> **Work request**
In the data below, find every line that has the string "windshield", and copy it.

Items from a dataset
####
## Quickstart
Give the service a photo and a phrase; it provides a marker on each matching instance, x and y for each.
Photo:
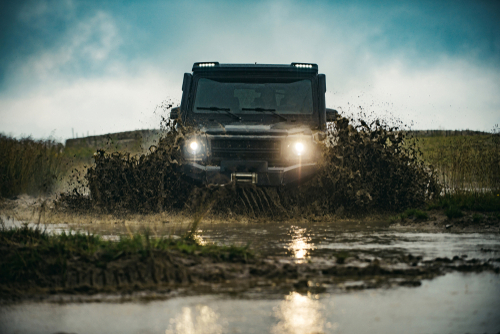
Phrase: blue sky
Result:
(101, 67)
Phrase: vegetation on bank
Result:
(29, 166)
(32, 256)
(465, 164)
(468, 167)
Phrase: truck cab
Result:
(254, 123)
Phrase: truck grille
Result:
(259, 149)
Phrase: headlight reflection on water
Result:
(299, 247)
(203, 320)
(299, 314)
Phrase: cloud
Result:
(84, 49)
(115, 62)
(94, 105)
(451, 94)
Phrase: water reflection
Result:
(299, 314)
(300, 245)
(200, 320)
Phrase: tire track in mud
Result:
(169, 271)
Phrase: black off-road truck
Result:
(257, 123)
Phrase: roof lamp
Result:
(303, 65)
(299, 148)
(194, 146)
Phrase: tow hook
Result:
(244, 178)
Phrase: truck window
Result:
(284, 98)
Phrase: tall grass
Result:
(465, 164)
(28, 166)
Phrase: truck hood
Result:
(278, 129)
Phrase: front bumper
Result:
(271, 176)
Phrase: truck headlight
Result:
(194, 147)
(298, 148)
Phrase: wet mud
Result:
(165, 271)
(363, 169)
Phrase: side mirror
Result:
(331, 115)
(175, 112)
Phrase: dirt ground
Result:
(164, 272)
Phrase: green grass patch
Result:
(410, 214)
(469, 162)
(472, 201)
(29, 166)
(27, 253)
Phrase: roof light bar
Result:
(303, 65)
(206, 64)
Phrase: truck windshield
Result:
(249, 98)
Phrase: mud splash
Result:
(364, 169)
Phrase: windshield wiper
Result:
(226, 110)
(272, 111)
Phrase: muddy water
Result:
(453, 303)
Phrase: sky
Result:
(71, 68)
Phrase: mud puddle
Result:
(454, 303)
(301, 241)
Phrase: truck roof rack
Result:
(216, 66)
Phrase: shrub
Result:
(28, 166)
(453, 212)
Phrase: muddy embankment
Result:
(363, 169)
(60, 269)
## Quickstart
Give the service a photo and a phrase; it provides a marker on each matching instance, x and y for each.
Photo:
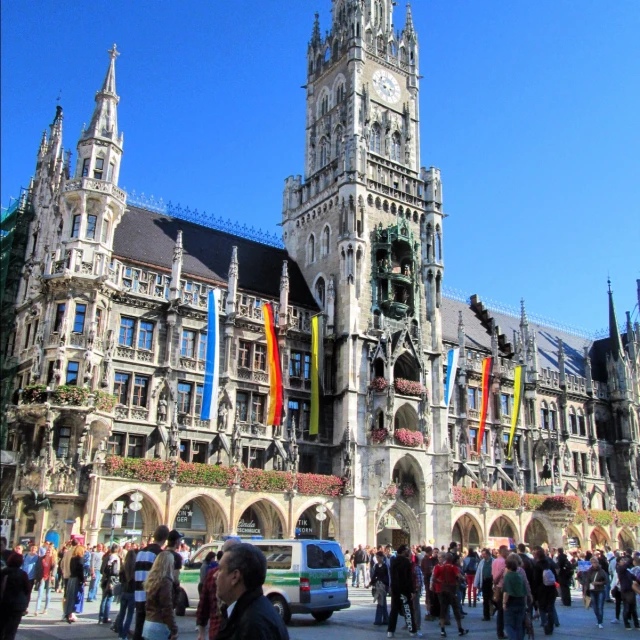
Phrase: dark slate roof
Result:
(478, 336)
(149, 237)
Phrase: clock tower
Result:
(364, 223)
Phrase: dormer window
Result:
(99, 169)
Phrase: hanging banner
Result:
(212, 362)
(316, 373)
(518, 387)
(452, 367)
(275, 372)
(486, 376)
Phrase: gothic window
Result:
(320, 291)
(338, 145)
(374, 139)
(72, 372)
(311, 249)
(326, 240)
(121, 387)
(395, 147)
(140, 388)
(185, 390)
(75, 228)
(91, 227)
(78, 321)
(98, 170)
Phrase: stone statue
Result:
(162, 409)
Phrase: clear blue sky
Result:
(530, 109)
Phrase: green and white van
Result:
(303, 576)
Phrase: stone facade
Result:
(113, 302)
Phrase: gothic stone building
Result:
(112, 299)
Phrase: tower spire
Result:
(615, 342)
(104, 121)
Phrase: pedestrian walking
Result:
(380, 583)
(14, 599)
(160, 621)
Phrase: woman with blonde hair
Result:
(74, 597)
(160, 622)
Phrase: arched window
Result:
(324, 152)
(325, 241)
(374, 140)
(338, 145)
(320, 291)
(311, 249)
(395, 147)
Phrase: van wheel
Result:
(321, 616)
(280, 605)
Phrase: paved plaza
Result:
(354, 623)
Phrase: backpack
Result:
(472, 567)
(548, 578)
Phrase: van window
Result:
(323, 557)
(278, 556)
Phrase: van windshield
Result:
(323, 556)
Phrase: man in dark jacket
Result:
(241, 574)
(565, 571)
(402, 588)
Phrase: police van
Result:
(303, 576)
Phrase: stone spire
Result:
(461, 335)
(284, 297)
(232, 286)
(561, 364)
(104, 121)
(615, 342)
(176, 269)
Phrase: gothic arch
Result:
(211, 507)
(268, 509)
(502, 526)
(406, 418)
(464, 527)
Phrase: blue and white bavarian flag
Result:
(452, 367)
(212, 363)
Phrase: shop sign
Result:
(248, 528)
(185, 515)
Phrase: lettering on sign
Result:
(185, 516)
(248, 528)
(304, 526)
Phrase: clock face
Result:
(386, 86)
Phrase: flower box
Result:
(408, 438)
(378, 436)
(378, 384)
(408, 387)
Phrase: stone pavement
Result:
(354, 623)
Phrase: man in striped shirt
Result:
(144, 561)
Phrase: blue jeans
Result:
(127, 608)
(93, 587)
(597, 602)
(44, 587)
(105, 607)
(514, 618)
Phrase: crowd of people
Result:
(147, 583)
(514, 586)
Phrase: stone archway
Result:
(503, 527)
(397, 525)
(467, 531)
(536, 533)
(599, 538)
(261, 518)
(200, 518)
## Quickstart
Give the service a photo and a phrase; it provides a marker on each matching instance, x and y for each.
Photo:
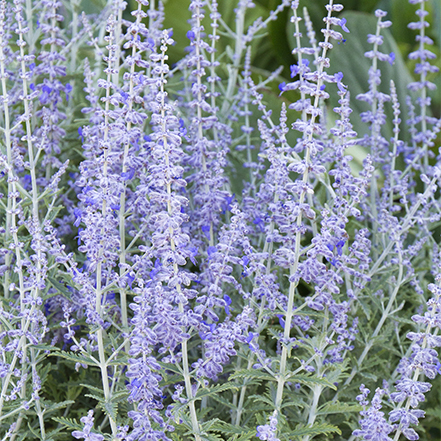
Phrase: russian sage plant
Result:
(197, 248)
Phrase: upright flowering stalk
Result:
(424, 360)
(410, 389)
(314, 86)
(423, 68)
(52, 90)
(205, 161)
(163, 300)
(375, 142)
(99, 198)
(131, 95)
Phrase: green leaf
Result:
(60, 405)
(76, 358)
(60, 288)
(43, 347)
(316, 429)
(227, 428)
(110, 408)
(206, 392)
(311, 381)
(70, 423)
(338, 407)
(342, 59)
(253, 374)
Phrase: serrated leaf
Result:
(109, 408)
(43, 347)
(206, 392)
(308, 380)
(33, 431)
(338, 407)
(227, 428)
(95, 397)
(93, 388)
(70, 423)
(223, 401)
(263, 399)
(60, 405)
(316, 429)
(253, 374)
(60, 287)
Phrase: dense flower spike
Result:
(187, 252)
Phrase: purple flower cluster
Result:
(215, 256)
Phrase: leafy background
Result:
(274, 48)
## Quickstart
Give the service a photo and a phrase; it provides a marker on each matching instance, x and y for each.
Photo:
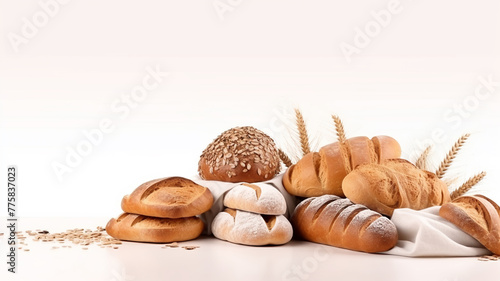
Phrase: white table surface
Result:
(220, 260)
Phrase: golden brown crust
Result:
(338, 222)
(132, 227)
(477, 216)
(173, 197)
(392, 184)
(322, 173)
(247, 228)
(241, 154)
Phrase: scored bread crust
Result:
(256, 198)
(132, 227)
(477, 216)
(319, 173)
(252, 229)
(338, 222)
(393, 184)
(172, 197)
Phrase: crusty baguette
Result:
(139, 228)
(392, 184)
(256, 198)
(478, 216)
(251, 229)
(173, 197)
(338, 222)
(319, 173)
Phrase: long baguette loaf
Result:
(392, 184)
(338, 222)
(319, 173)
(478, 216)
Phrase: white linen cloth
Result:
(219, 188)
(424, 233)
(421, 233)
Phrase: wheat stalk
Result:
(467, 185)
(284, 158)
(301, 126)
(422, 160)
(445, 164)
(339, 128)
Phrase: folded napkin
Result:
(424, 233)
(421, 233)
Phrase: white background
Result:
(249, 66)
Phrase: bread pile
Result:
(372, 178)
(253, 216)
(162, 210)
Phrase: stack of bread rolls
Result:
(162, 210)
(253, 216)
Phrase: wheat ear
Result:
(445, 164)
(339, 128)
(284, 158)
(422, 160)
(466, 186)
(301, 127)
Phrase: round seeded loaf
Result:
(251, 229)
(241, 154)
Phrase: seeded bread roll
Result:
(173, 197)
(262, 199)
(247, 228)
(139, 228)
(338, 222)
(241, 154)
(477, 216)
(319, 173)
(393, 184)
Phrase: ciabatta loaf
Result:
(262, 199)
(338, 222)
(319, 173)
(477, 216)
(251, 229)
(392, 184)
(173, 197)
(139, 228)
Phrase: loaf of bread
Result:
(319, 173)
(393, 184)
(261, 199)
(477, 216)
(251, 229)
(139, 228)
(173, 197)
(241, 154)
(338, 222)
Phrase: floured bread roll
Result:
(251, 229)
(261, 199)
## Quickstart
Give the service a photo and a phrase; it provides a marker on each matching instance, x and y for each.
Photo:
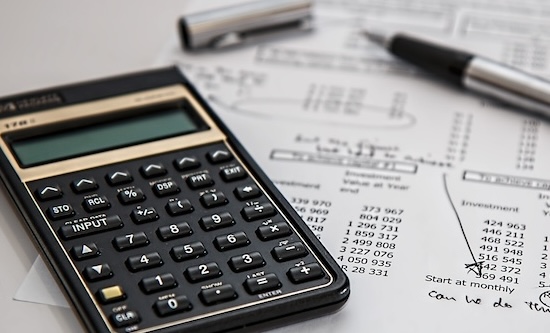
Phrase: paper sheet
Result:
(435, 202)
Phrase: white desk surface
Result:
(48, 43)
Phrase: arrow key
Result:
(98, 272)
(247, 192)
(85, 251)
(84, 185)
(49, 192)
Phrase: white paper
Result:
(435, 202)
(40, 287)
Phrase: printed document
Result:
(434, 201)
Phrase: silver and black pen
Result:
(470, 71)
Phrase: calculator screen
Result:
(62, 144)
####
> **Result of the exercise**
Phrase: truck windshield
Phrase: windshield wiper
Phrase: van windshield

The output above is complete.